Exercise details: Copy out every line of the material below except the pictures, and shift each x and y coordinate in the point lists up by 95.

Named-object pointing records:
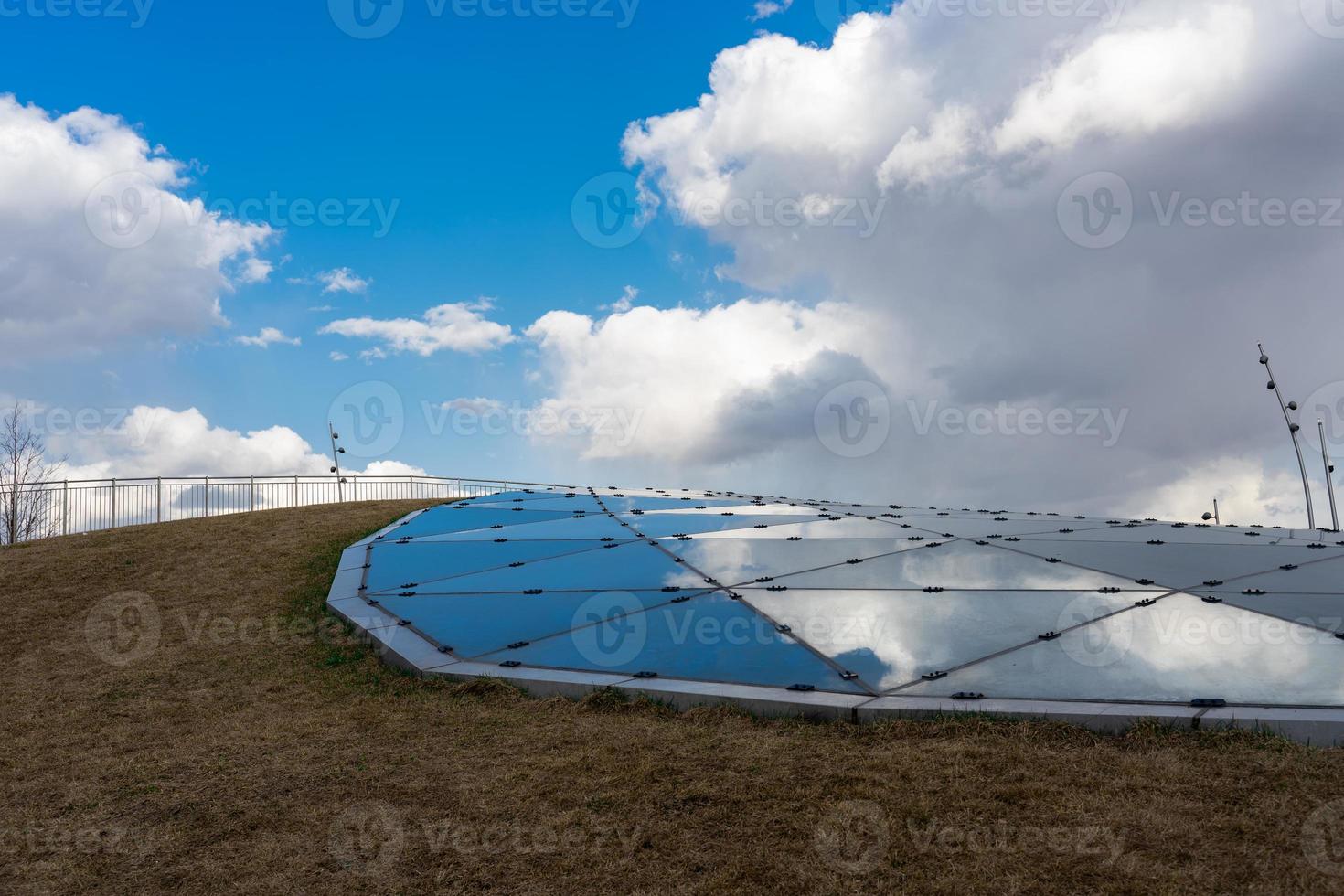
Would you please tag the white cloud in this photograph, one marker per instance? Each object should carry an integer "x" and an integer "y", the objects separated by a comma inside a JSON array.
[
  {"x": 266, "y": 337},
  {"x": 1137, "y": 80},
  {"x": 975, "y": 131},
  {"x": 1246, "y": 493},
  {"x": 343, "y": 280},
  {"x": 474, "y": 404},
  {"x": 97, "y": 245},
  {"x": 453, "y": 328},
  {"x": 256, "y": 271},
  {"x": 625, "y": 303},
  {"x": 157, "y": 441},
  {"x": 766, "y": 8},
  {"x": 698, "y": 386}
]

Full response:
Would you please tag the white cloud in this photograph, one marker per instance? Each object should carry an integer "x" and an integer "y", the objects separated by a comma inside a JSON array.
[
  {"x": 361, "y": 432},
  {"x": 1232, "y": 175},
  {"x": 1070, "y": 226},
  {"x": 1341, "y": 588},
  {"x": 438, "y": 375},
  {"x": 569, "y": 499},
  {"x": 192, "y": 340},
  {"x": 548, "y": 423},
  {"x": 351, "y": 366},
  {"x": 720, "y": 398},
  {"x": 252, "y": 536},
  {"x": 861, "y": 103},
  {"x": 793, "y": 481}
]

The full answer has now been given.